Start of Data listing

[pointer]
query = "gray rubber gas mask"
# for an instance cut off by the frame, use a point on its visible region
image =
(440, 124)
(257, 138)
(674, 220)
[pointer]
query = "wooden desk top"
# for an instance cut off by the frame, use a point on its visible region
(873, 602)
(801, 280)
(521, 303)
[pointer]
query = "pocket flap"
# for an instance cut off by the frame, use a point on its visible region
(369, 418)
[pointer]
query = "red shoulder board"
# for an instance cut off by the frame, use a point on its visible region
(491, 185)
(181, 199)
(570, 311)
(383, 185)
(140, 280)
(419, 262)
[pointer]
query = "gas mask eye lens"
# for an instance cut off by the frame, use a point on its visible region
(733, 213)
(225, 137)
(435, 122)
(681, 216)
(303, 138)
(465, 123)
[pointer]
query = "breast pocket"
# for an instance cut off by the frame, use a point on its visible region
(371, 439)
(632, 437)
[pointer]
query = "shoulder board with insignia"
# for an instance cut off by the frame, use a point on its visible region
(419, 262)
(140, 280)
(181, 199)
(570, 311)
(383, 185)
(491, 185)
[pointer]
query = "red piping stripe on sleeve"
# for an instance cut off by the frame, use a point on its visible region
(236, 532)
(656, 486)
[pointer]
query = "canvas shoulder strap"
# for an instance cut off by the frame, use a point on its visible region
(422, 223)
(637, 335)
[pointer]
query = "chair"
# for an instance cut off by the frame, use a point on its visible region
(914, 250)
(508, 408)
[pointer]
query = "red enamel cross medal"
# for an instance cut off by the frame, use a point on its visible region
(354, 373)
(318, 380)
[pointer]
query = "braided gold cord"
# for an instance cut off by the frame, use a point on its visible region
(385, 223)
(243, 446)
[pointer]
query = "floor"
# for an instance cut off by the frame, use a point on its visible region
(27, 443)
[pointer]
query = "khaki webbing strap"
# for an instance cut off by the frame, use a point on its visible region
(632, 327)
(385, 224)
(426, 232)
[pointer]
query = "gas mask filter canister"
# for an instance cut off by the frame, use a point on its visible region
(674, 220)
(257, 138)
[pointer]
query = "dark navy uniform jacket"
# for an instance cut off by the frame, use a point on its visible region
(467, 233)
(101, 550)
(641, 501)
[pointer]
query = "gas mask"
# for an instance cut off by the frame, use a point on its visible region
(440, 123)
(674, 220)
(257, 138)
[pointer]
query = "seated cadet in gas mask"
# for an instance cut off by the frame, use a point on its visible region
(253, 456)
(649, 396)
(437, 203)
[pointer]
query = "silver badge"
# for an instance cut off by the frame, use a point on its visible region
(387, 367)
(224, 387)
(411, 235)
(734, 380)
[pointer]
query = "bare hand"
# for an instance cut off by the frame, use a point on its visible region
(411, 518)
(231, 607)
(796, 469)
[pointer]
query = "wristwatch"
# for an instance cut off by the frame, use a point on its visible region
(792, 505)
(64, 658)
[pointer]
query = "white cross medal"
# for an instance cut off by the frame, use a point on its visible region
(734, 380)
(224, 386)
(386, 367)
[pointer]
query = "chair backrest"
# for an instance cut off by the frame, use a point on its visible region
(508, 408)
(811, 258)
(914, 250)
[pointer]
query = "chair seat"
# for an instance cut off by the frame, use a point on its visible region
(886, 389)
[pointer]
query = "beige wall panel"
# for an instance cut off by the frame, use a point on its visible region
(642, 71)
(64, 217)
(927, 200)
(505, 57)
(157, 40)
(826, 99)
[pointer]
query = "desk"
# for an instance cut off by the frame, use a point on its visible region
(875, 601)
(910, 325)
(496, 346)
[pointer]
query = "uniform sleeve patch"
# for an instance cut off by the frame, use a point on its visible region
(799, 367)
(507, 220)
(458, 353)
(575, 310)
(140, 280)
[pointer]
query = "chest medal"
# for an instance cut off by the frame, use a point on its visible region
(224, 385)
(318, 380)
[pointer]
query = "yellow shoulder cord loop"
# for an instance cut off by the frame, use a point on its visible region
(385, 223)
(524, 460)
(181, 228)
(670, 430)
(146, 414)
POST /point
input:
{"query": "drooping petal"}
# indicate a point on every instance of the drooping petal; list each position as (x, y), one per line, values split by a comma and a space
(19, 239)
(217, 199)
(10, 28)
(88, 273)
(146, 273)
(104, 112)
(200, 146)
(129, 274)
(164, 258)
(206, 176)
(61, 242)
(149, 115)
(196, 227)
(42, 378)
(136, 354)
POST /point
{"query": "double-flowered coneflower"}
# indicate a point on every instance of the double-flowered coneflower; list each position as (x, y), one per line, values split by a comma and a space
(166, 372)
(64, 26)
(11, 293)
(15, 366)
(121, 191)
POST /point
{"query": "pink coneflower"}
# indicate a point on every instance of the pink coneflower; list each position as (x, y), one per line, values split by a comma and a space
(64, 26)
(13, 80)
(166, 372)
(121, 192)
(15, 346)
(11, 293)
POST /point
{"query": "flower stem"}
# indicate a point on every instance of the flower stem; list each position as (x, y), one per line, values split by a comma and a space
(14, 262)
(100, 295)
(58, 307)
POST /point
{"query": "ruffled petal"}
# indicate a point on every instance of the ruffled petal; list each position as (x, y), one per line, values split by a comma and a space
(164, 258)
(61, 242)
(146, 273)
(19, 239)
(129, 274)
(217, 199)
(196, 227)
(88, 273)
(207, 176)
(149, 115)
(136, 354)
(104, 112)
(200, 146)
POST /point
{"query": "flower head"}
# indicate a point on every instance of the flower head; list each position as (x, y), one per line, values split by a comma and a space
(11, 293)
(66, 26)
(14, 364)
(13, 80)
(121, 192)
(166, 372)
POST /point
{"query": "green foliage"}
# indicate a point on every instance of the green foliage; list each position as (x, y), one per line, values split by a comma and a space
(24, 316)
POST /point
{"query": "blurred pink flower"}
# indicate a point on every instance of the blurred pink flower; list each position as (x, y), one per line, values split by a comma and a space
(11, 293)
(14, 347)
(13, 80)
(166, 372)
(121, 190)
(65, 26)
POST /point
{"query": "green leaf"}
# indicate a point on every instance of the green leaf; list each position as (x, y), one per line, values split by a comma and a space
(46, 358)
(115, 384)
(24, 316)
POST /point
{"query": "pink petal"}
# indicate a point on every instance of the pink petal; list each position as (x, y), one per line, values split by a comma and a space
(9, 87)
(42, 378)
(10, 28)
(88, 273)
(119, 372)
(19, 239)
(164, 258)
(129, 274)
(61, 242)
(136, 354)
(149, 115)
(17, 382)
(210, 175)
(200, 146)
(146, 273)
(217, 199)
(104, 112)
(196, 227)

End of Data listing
Start of Data listing

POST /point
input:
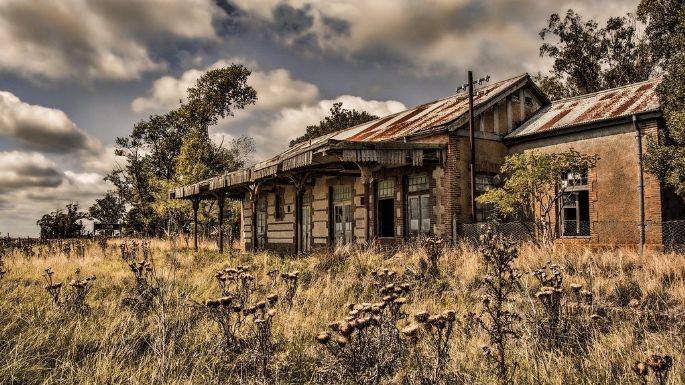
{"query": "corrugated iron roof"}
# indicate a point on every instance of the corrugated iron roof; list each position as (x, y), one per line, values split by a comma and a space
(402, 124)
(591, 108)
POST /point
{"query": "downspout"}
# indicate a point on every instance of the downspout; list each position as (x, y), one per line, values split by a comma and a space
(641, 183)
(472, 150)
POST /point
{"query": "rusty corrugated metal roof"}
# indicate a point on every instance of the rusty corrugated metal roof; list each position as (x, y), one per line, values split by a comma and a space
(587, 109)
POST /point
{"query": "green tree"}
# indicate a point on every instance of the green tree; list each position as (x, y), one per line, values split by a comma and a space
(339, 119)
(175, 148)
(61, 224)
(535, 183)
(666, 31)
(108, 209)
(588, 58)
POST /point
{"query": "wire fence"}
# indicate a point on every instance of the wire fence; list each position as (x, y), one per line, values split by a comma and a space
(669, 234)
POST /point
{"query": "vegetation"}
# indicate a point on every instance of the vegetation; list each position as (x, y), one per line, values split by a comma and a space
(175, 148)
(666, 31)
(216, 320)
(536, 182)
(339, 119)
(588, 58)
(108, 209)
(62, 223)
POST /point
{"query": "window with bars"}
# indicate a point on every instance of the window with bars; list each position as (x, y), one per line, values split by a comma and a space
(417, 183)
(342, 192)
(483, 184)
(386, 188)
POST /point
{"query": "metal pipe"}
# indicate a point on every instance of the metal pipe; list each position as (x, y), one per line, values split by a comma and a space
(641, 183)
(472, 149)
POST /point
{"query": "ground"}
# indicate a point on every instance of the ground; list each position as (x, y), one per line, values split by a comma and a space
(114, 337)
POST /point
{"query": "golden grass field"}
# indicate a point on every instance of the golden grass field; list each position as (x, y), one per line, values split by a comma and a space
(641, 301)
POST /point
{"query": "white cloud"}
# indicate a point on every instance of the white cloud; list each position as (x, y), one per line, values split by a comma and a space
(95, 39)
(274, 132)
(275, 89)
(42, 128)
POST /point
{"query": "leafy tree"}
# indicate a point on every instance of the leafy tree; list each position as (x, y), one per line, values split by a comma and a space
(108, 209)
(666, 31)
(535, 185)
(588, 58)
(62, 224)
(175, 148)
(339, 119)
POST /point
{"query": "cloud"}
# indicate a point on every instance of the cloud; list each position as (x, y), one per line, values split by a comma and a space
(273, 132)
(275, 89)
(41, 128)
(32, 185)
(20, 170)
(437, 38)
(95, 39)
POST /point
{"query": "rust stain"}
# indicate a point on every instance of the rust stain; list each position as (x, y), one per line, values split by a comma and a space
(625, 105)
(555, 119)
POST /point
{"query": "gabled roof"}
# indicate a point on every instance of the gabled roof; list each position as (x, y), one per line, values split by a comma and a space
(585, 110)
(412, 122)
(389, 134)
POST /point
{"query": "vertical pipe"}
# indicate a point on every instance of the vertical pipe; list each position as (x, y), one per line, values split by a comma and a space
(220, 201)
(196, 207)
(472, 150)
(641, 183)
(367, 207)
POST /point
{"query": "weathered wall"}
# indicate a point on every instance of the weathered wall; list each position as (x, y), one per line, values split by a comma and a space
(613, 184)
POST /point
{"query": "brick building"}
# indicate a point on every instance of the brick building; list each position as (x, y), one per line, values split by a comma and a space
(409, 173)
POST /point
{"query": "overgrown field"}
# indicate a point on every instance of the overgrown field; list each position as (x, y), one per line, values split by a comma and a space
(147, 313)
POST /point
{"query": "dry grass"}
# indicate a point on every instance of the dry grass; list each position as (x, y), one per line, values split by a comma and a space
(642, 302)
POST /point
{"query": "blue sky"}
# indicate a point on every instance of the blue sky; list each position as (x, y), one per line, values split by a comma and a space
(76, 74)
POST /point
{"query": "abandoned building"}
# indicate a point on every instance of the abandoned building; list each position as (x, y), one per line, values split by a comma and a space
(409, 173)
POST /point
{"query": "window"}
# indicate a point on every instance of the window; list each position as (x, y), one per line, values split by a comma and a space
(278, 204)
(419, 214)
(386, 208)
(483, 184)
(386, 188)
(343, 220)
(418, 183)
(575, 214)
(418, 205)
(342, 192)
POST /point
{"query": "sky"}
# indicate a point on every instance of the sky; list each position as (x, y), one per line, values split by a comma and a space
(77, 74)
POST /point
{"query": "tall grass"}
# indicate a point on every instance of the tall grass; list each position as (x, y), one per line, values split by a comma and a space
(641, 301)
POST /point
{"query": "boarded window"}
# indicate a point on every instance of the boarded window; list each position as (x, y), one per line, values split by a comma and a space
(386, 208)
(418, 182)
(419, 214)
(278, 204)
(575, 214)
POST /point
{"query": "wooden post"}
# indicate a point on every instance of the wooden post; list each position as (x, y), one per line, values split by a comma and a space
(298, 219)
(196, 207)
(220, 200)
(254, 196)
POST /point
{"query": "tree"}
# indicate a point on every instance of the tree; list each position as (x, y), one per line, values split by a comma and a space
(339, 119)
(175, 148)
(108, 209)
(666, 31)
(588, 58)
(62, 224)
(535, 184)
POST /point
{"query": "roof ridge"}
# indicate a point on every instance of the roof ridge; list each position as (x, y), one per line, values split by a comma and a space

End of Data listing

▶ **Requirement**
Scan the records above for the string "pocket", and copy every line where it turns up.

▶ **Task output**
query = "pocket flap"
query = "breast pocket"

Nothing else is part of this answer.